**Given task A**
Translate this sentence from the site report into French: "Mike Houlden has retired and David Hutchcroft has taken over as the academic in charge of computing."

**Excerpt to read**
Liverpool HEP - Site Report
June 2010
John Bland, Robert Fay
Staff Status
No changes to technical staff since last year:
Two full time HEP system administrators
• John Bland, Robert Fay
One full time Grid administrator (0.75FTE)
• Steve Jones, started September 2008
Not enough!
Mike Houlden has retired and David Hutchcroft has taken over as the
academic in charge of computing.
Current Hardware - Users
Desktops
• ~100 Desktops: Scientific Linux 4.3, Windows XP, Legacy systems
• Minimum spec of 3GHz ‘P4’, 1GB RAM + TFT Monitor
• Hardware upgrades this Summer, SL5.x, Windows 7
Laptops
• ~60 Laptops: Mixed architecture, Windows+VM, MacOS+VM, Netbooks
Printers
• Samsung and Brother desktop printers
• Various OKI and HP model group printers
• Recently replaced aging HP LaserJet 4200 with HP LaserJet P4015X
Current Hardware – ‘Tier 3’ Batch
‘Tier3’ Batch Farm
• Software repository (0.5TB), storage (3TB scratch, 13TB bulk)

**Raw data**
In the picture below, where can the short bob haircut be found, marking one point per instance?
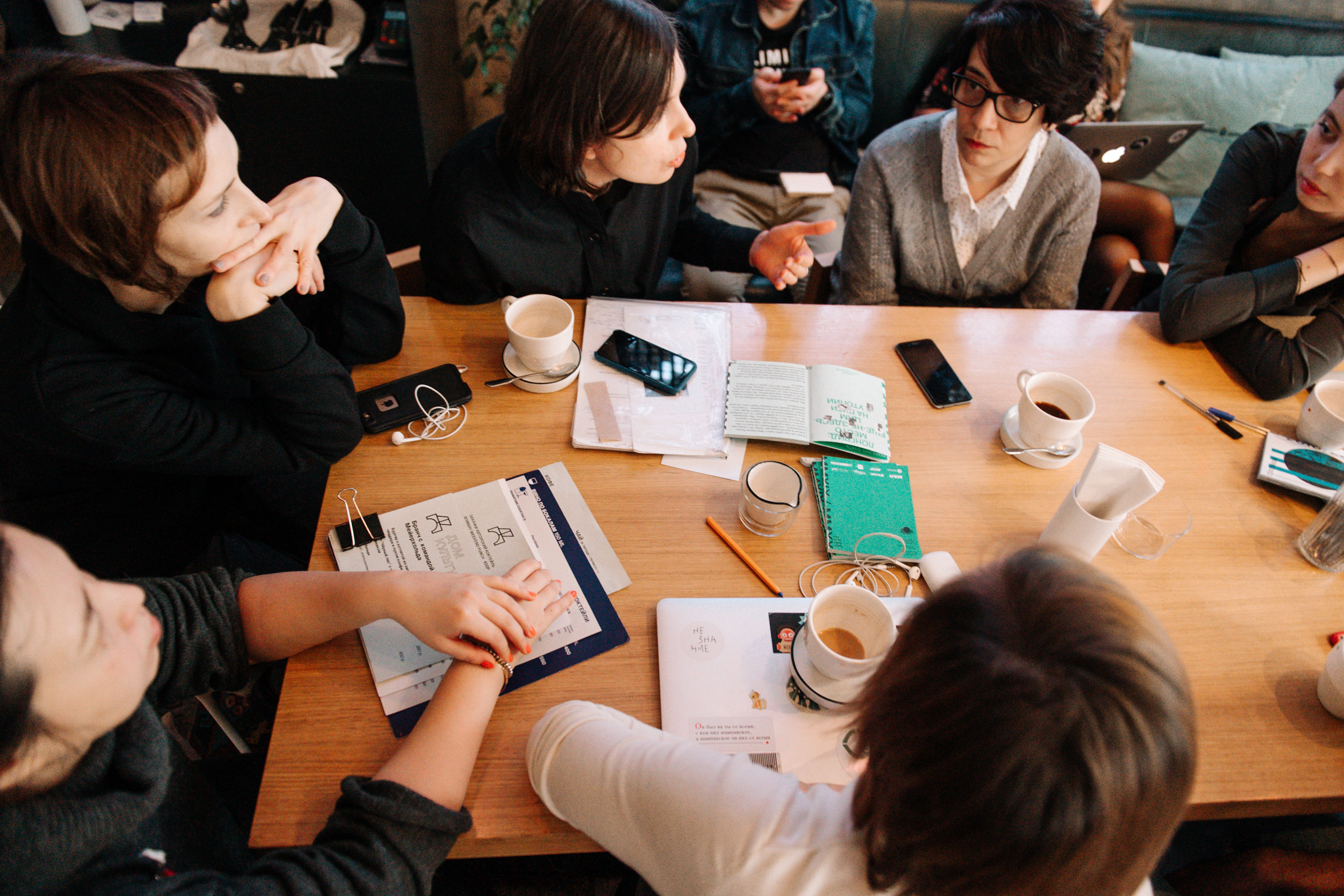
(1030, 733)
(84, 144)
(1046, 52)
(588, 70)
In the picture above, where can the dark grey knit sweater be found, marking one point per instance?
(89, 836)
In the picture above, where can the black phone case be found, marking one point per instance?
(924, 388)
(391, 405)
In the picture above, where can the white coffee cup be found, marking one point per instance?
(541, 329)
(863, 615)
(1321, 421)
(1329, 687)
(1042, 429)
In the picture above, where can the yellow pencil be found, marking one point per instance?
(742, 554)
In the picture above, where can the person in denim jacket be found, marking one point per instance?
(775, 87)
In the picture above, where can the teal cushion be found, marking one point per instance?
(1313, 92)
(1227, 96)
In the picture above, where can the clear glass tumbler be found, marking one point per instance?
(770, 496)
(1323, 540)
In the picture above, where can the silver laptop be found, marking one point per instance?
(724, 676)
(1131, 149)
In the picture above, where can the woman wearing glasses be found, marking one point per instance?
(985, 205)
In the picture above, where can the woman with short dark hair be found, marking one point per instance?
(1268, 238)
(174, 361)
(984, 205)
(95, 800)
(1031, 731)
(584, 187)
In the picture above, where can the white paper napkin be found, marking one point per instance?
(1114, 483)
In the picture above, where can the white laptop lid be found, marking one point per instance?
(722, 679)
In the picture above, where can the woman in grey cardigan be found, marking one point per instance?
(1268, 238)
(984, 205)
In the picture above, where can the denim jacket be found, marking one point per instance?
(721, 45)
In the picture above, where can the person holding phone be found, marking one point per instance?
(175, 359)
(582, 187)
(985, 205)
(96, 800)
(775, 87)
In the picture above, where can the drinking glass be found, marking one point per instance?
(1323, 542)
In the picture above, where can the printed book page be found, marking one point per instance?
(848, 412)
(768, 401)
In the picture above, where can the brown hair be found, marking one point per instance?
(84, 144)
(1120, 39)
(588, 70)
(1030, 733)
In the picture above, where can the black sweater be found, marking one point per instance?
(1210, 295)
(495, 233)
(125, 434)
(88, 837)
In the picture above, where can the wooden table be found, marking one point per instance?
(1246, 612)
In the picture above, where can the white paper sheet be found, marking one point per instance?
(725, 468)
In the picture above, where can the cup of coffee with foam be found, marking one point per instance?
(848, 632)
(541, 329)
(1053, 407)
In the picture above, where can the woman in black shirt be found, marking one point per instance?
(97, 801)
(156, 391)
(584, 187)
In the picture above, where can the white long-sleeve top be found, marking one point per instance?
(691, 821)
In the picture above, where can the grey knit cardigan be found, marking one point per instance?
(898, 240)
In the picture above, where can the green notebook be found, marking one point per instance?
(858, 497)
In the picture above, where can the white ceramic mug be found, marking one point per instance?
(863, 615)
(1321, 421)
(1042, 429)
(541, 329)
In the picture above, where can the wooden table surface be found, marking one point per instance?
(1248, 614)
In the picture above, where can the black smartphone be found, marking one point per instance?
(390, 405)
(940, 383)
(656, 366)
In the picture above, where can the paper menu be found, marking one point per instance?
(649, 422)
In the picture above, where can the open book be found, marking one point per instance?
(821, 405)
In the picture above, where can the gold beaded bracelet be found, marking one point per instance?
(504, 664)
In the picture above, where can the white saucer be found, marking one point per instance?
(530, 382)
(824, 690)
(1011, 436)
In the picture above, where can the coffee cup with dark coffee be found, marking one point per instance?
(1053, 409)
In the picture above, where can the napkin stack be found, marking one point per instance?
(1112, 485)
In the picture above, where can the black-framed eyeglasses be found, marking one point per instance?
(972, 93)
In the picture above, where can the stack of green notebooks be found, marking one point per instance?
(859, 497)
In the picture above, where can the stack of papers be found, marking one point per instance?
(617, 413)
(485, 531)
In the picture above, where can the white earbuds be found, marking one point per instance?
(434, 425)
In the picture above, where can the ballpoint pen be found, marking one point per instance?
(1225, 415)
(1219, 424)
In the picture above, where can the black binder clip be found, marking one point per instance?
(351, 536)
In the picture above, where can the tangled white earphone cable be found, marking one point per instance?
(436, 418)
(874, 571)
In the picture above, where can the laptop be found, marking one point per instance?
(1131, 149)
(724, 676)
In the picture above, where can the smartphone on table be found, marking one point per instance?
(388, 406)
(932, 371)
(663, 370)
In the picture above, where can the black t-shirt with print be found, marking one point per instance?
(769, 147)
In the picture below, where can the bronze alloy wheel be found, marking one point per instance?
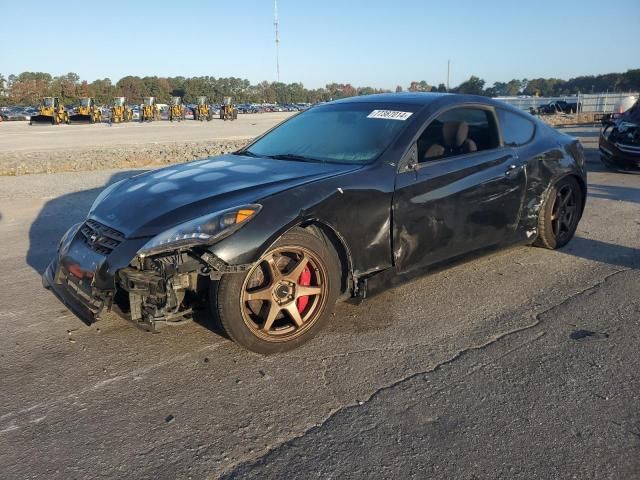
(564, 212)
(560, 214)
(284, 294)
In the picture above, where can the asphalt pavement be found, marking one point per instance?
(519, 364)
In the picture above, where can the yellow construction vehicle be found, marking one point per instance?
(149, 111)
(119, 110)
(176, 111)
(228, 111)
(51, 111)
(203, 110)
(88, 112)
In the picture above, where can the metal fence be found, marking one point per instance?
(593, 102)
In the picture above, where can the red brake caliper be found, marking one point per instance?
(305, 281)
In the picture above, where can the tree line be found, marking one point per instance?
(28, 88)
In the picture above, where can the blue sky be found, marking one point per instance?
(364, 42)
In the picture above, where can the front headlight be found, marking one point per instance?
(104, 193)
(200, 231)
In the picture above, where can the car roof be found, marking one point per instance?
(420, 98)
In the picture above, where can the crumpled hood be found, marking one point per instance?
(152, 202)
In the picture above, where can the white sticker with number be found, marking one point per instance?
(390, 115)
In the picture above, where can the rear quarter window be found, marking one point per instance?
(516, 129)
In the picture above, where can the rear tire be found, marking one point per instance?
(560, 213)
(285, 299)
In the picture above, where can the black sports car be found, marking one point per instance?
(620, 141)
(334, 202)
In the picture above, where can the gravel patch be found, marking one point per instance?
(112, 157)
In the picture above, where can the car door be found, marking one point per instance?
(460, 201)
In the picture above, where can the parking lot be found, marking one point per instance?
(518, 364)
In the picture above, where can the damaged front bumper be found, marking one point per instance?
(91, 280)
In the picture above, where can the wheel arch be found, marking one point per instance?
(328, 233)
(337, 241)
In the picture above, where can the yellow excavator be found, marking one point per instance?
(51, 111)
(119, 110)
(176, 112)
(203, 110)
(149, 111)
(228, 111)
(88, 112)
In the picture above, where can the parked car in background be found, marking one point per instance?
(558, 106)
(619, 141)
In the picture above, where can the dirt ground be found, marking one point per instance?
(26, 149)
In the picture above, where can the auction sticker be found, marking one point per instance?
(390, 115)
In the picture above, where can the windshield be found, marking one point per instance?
(338, 133)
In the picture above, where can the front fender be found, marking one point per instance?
(356, 206)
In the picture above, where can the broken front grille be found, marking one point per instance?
(99, 237)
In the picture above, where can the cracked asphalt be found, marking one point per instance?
(519, 364)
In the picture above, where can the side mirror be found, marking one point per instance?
(410, 159)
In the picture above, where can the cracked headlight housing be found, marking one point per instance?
(200, 231)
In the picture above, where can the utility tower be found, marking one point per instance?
(276, 25)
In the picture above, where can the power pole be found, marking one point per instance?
(276, 24)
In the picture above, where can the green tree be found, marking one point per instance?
(473, 86)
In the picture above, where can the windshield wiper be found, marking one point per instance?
(295, 157)
(246, 153)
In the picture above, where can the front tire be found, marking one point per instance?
(560, 214)
(285, 299)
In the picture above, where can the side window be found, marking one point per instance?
(457, 132)
(516, 129)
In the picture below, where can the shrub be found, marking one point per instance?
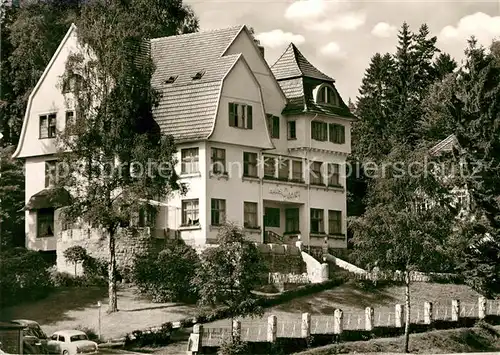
(23, 276)
(228, 347)
(75, 255)
(91, 333)
(166, 276)
(61, 279)
(95, 268)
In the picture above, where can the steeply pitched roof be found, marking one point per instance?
(292, 64)
(188, 107)
(298, 78)
(445, 145)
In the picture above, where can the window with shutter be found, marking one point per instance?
(240, 116)
(232, 114)
(319, 131)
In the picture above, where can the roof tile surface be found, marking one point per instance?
(188, 107)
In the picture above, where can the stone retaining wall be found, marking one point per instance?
(129, 243)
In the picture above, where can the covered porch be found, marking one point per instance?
(283, 221)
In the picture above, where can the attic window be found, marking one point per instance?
(326, 95)
(171, 79)
(198, 75)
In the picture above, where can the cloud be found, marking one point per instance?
(305, 10)
(384, 30)
(480, 25)
(325, 15)
(277, 38)
(348, 22)
(332, 50)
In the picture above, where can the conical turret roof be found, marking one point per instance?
(293, 64)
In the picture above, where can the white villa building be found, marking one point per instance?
(264, 147)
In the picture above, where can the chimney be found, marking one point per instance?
(261, 47)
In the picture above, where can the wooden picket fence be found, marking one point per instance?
(305, 324)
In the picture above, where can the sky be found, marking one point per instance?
(339, 37)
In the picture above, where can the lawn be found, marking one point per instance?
(461, 340)
(78, 307)
(353, 299)
(70, 308)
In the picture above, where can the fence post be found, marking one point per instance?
(272, 325)
(306, 325)
(324, 272)
(481, 307)
(338, 321)
(428, 314)
(195, 340)
(455, 310)
(400, 314)
(236, 330)
(369, 318)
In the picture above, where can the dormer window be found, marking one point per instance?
(199, 75)
(326, 95)
(71, 83)
(171, 79)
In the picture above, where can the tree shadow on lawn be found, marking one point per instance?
(139, 303)
(346, 297)
(55, 307)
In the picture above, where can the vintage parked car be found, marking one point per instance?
(34, 338)
(71, 342)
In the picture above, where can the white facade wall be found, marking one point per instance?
(249, 82)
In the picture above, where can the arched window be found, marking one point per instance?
(326, 95)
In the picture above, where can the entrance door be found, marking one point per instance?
(292, 220)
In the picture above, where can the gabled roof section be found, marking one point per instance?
(22, 137)
(445, 145)
(293, 64)
(188, 107)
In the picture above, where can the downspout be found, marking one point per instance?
(261, 194)
(308, 211)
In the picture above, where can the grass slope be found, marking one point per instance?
(483, 338)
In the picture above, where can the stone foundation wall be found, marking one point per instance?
(129, 243)
(284, 259)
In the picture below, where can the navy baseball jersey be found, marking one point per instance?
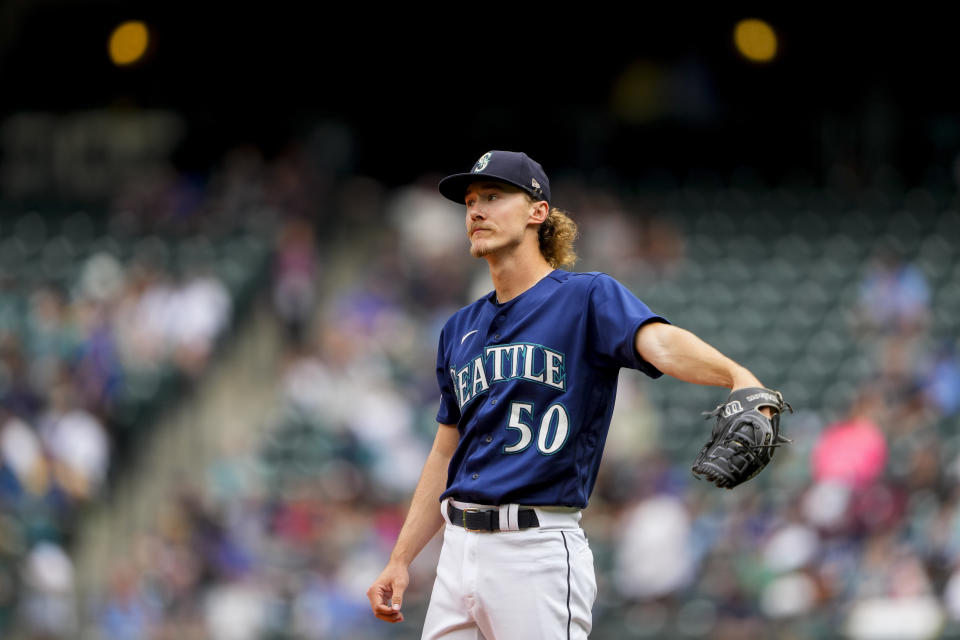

**Given task B**
In the records, take the lines from the line with "In the picture above, where can the paper" up to and including the line with "(1053, 409)". Rewrite only those lines with "open book" switched to "paperback novel", leaving all else unchanged.

**Task solution A**
Mike Houlden a pris sa retraite et David Hutchcroft lui a succédé en tant qu'universitaire responsable de l'informatique.

**Task solution B**
In the picture above, where can the paper menu be found, marking one point per instance?
(649, 422)
In the picture above, where can the paperback novel be found, marking one point per instance?
(821, 405)
In the picture above, where can the gold beaded bracelet be found, marking one point per instance?
(504, 664)
In the picture above, where can the white saucer be found, marking one point per instance?
(530, 382)
(824, 690)
(1011, 436)
In the picture above, where can the coffee cup with dark coffee be found, marking one point per instance?
(1053, 409)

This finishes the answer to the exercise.